_Extracted records_
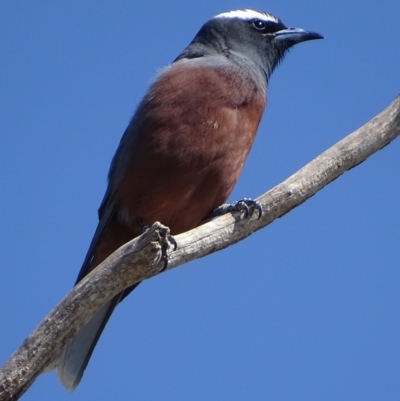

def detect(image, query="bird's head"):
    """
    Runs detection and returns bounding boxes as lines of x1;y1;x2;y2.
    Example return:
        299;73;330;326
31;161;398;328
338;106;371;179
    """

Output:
177;9;323;81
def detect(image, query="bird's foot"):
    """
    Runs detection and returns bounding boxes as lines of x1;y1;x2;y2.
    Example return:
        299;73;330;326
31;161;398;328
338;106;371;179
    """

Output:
210;198;262;220
137;218;178;272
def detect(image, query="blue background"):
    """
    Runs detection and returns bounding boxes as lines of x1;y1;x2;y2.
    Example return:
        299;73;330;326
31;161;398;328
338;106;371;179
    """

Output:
0;0;400;401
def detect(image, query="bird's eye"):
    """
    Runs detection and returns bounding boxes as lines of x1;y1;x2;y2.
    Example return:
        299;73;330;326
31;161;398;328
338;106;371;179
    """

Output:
253;19;267;31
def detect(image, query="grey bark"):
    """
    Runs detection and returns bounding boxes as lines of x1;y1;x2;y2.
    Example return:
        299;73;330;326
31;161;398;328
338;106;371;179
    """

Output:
0;96;400;401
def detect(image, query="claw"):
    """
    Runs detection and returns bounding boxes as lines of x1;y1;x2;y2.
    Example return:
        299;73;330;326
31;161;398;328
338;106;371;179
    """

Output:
210;198;262;220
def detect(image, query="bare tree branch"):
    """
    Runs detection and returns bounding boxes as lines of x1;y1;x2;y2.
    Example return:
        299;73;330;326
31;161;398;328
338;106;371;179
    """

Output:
0;96;400;401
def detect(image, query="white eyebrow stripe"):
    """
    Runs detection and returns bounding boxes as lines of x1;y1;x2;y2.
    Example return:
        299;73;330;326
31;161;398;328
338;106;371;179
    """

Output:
214;9;279;22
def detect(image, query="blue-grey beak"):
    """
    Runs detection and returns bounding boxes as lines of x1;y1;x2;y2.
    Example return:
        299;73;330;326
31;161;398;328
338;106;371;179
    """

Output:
275;28;324;43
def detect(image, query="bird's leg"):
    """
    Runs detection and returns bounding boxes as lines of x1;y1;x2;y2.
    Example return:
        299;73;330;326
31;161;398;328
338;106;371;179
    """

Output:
207;198;262;220
137;217;178;272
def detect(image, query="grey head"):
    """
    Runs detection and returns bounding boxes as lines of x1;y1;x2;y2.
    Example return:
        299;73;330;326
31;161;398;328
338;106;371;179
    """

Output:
175;9;323;83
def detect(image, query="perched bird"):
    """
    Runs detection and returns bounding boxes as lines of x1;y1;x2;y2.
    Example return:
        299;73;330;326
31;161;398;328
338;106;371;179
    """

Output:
55;9;322;391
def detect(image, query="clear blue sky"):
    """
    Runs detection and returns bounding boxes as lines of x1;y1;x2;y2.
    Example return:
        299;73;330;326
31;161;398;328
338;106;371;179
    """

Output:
0;0;400;401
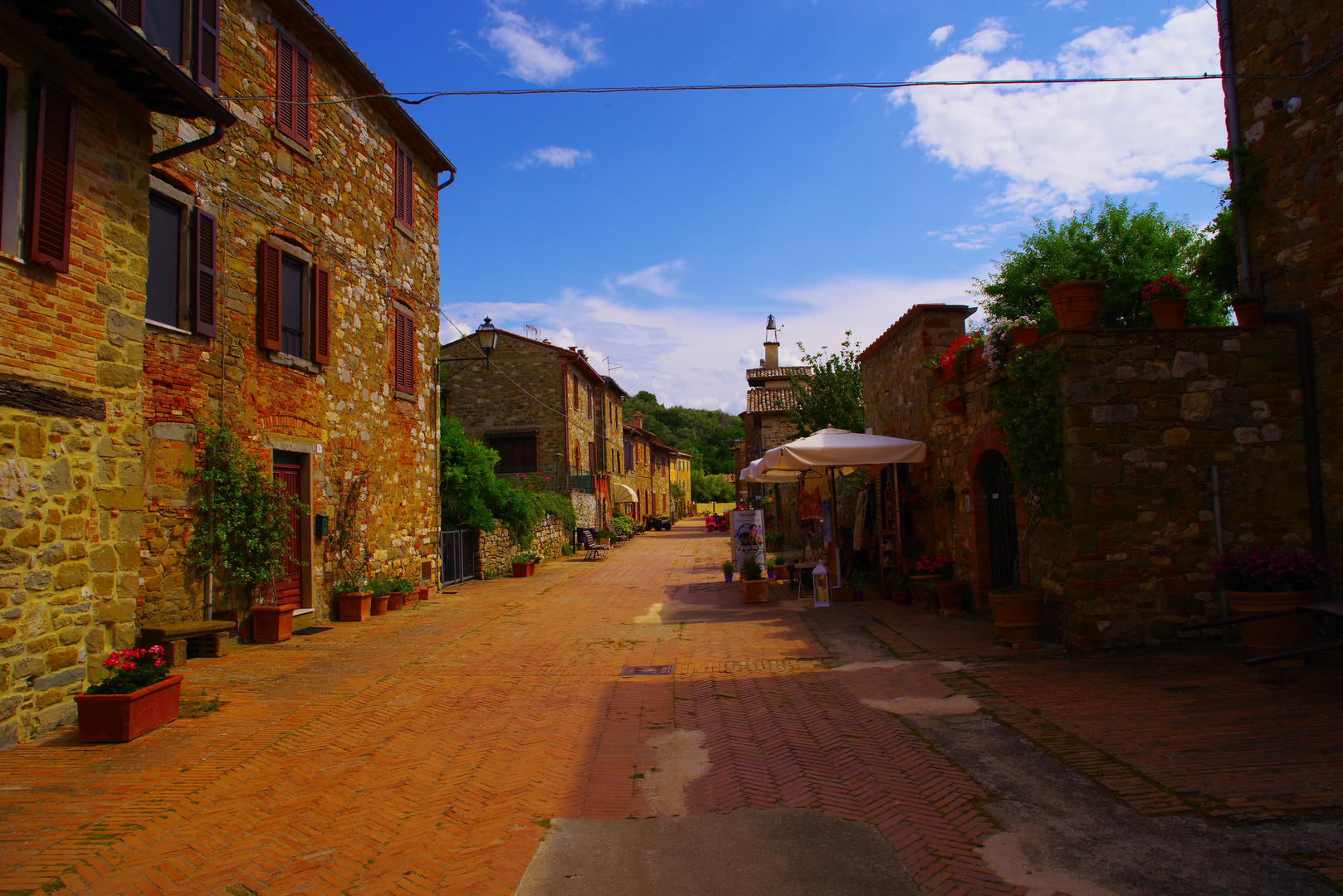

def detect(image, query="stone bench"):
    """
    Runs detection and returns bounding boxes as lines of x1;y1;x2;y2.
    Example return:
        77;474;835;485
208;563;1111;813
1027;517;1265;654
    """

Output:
139;619;237;666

_Task objective_
Retype all of the data above line for line with no changes, leaving out the pictures.

_Written answer_
def detect(image, query="bird's head"):
    """
    Runs detection and returns bounding boxes as lines of x1;y1;x2;y2.
    Example return:
        299;73;330;326
31;161;398;328
338;106;371;179
    """

Output:
177;9;323;81
def detect(image, query="bird's foot"):
    """
    Runs detection and returns bounding boxes as lines of x1;y1;x2;y2.
    Example return:
        299;73;330;326
31;161;398;328
338;106;371;179
    """

Output:
210;198;262;220
137;218;178;272
def detect(image, query="blue background"):
    """
    Runs detection and returns bounding boxes as lines of x1;y1;x2;y2.
    Example return:
        299;73;330;326
31;161;398;328
338;106;371;179
    """

Output:
0;0;400;401
def detect(image, query="bird's eye"):
    """
    Runs detection and returns bounding boxes as lines of x1;y1;x2;y2.
    Example return:
        299;73;330;326
31;161;398;328
338;106;371;179
    """

Output:
253;19;267;31
def detect(image, query="grey bark"):
    """
    Runs detection and returns bounding boxes as lines of x1;y1;x2;y2.
    Example return:
        299;73;330;326
31;161;398;328
338;106;371;179
    """

Output:
0;96;400;401
def detect(image, query="claw"):
    """
    Runs detection and returns bounding boxes as lines of x1;y1;x2;y2.
    Example return:
        299;73;330;326
31;161;398;328
338;106;371;179
    """

Output:
210;198;262;220
def detect(image, query="bare tree branch"):
    """
    Runs detection and returns bounding boxes as lines of x1;y1;x2;y2.
    Example return:
        299;73;330;326
31;161;398;328
338;106;371;179
    """

Output:
0;96;400;401
def detect(image, query="white eyebrow stripe"):
    """
    Runs detection and returns bounding boxes as lines of x1;y1;x2;y2.
    Example return:
        299;73;330;326
31;161;398;328
338;106;371;179
    """

Output:
214;9;279;22
def detect(image, query="blue-grey beak"):
    """
    Runs detection and returns bounding boxes as lines of x1;y1;x2;y2.
    Example return:
        299;73;330;326
31;161;398;328
338;106;371;179
    """

Output:
275;28;324;43
def detect(image, query="bird's leg"):
    """
    Runs detection and returns bounding boxes as lines of x1;y1;x2;y2.
    Example return:
        299;73;330;326
31;161;398;328
338;106;371;179
    """

Output:
207;198;262;220
137;217;178;272
def detect(image, query="grey head"):
    """
    Runs detection and returns bounding boxes as lines of x1;y1;x2;y2.
    Example return:
        299;73;330;326
31;161;398;328
338;106;371;179
    """

Output:
175;9;323;83
def detect(image, query="perched bird"):
    """
    Runs detection and returns bounding boxes as lines of x1;y1;x2;y2.
    Example return:
        299;73;330;326
31;161;398;328
338;106;371;179
    """

Output:
55;9;322;391
def detect(image, query="clear blue sky"):
    """
    Runs detection and returns bounding boxes as lines of x1;y1;x2;y2.
    Example return:
        299;73;330;326
31;161;398;328
338;106;371;179
    """

Output:
0;0;400;401

def detect(image, query="stone bench"):
    """
    Runs detection and returns bounding boxes as lines of x1;y1;x2;y2.
    Example return:
        77;474;835;485
208;563;1111;813
1027;517;1265;654
    """

Output:
139;619;237;666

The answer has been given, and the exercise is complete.